Required work —
(a) Copy out the passage from the blogging essay starting at "All In A Day’s" and ending at "daily internet blog.".
(b) Extend the essay about blogging through lung cancer, picking up after its final sentence.

Page text —
◆ ◆ ◆ ◆
All In A Day’s Blog
I first started blogging last February. Before then I didn’t even know what a blog was. Having being diagnosed with lung cancer, and with my future looking pretty bleak, someone suggested I should write a blog. My wife Barbara being something of a computer techy, set me up and I have been blogging away ever since. To date almost 17,000 people have logged onto my blog and I have made friends and established contacts with people from all over the world. Indeed the articles in Manx Tails have only come about as a result of my daily internet blog.
At first I didn’t see the point in writing down my thoughts each day. I was dying of cancer and probably didn’t have enough time left to write much of a blog. So what was the point? None-the-less I began the blog whilst feeling sorry for myself and there didn’t seem very much else I could do from a positive point of view at that time. I simply wrote each day on how I felt, and through my blogging I began to learn how to cope with lung cancer. I received emails from every part of the world from other people, some of whom had cancer themselves, some had survived it and others were in the throws of it. Whatever, we were all in the same boat so to speak. Almost one year on, I have received chemotherapy and radiotherapy and I feel like I have been to Hell and back. I have been incredibly lucky to have received such wonderful medical attention. My friends and family have given me amazing support during my ordeal and of course my wife Barbara has been a rock. Alongside all these things there has been my blog.
◆ ◆ ◆ ◆
Given information —

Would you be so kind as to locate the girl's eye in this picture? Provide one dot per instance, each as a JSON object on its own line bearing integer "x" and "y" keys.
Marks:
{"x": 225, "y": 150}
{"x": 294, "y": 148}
◆ ◆ ◆ ◆
Answers by item number —
(a)
All In A Day’s Blog
I first started blogging last February. Before then I didn’t even know what a blog was. Having being diagnosed with lung cancer, and with my future looking pretty bleak, someone suggested I should write a blog. My wife Barbara being something of a computer techy, set me up and I have been blogging away ever since. To date almost 17,000 people have logged onto my blog and I have made friends and established contacts with people from all over the world. Indeed the articles in Manx Tails have only come about as a result of my daily internet blog.

(b)
My blog was without doubt one of the best things I did after being diagnosed. I would put the blog right up there with chemotherapy inasmuch as the blog was largely responsible for getting my mind right. Speaking to other people in the same position and receiving all their emails wishing and praying for me, just made me want to overcome my predicament even more so. I began to feel as if I was not just fighting cancer for myself, but for everyone else as well. The chemotherapy and radiation treatment available today is fantastic. However, it is absolutely vital that you get your mind right as well. Only you yourself, and your friends and family can do this. So, here I am, having risen from the depths of despair where I languished last February, to a much brighter and more optimistic future. I didn’t have a future last February. In the beginning, my blog was mostly about cancer and how ill I was. Through the weeks and months it changed and reflected my progress. Today, I hardly ever mention cancer.
I don’t blog every day these days, just two or three times a week. At one point I thought the blog had probably served its purpose and should be brought to an end. However, when push came to shove, I couldn’t shoot the friend that had stood by me through my darkest days; The blog and the folk who read it had been an ear to bend, an eye that sobbed, a hand to hold and most of all, a friend that smiles and laughs during these much brighter days. I am of course extremely grateful for all my medical support. However, I am in no doubt at all that writing my blog and sharing my fate with people from every walk of life around the globe, has played a major part in my recovery.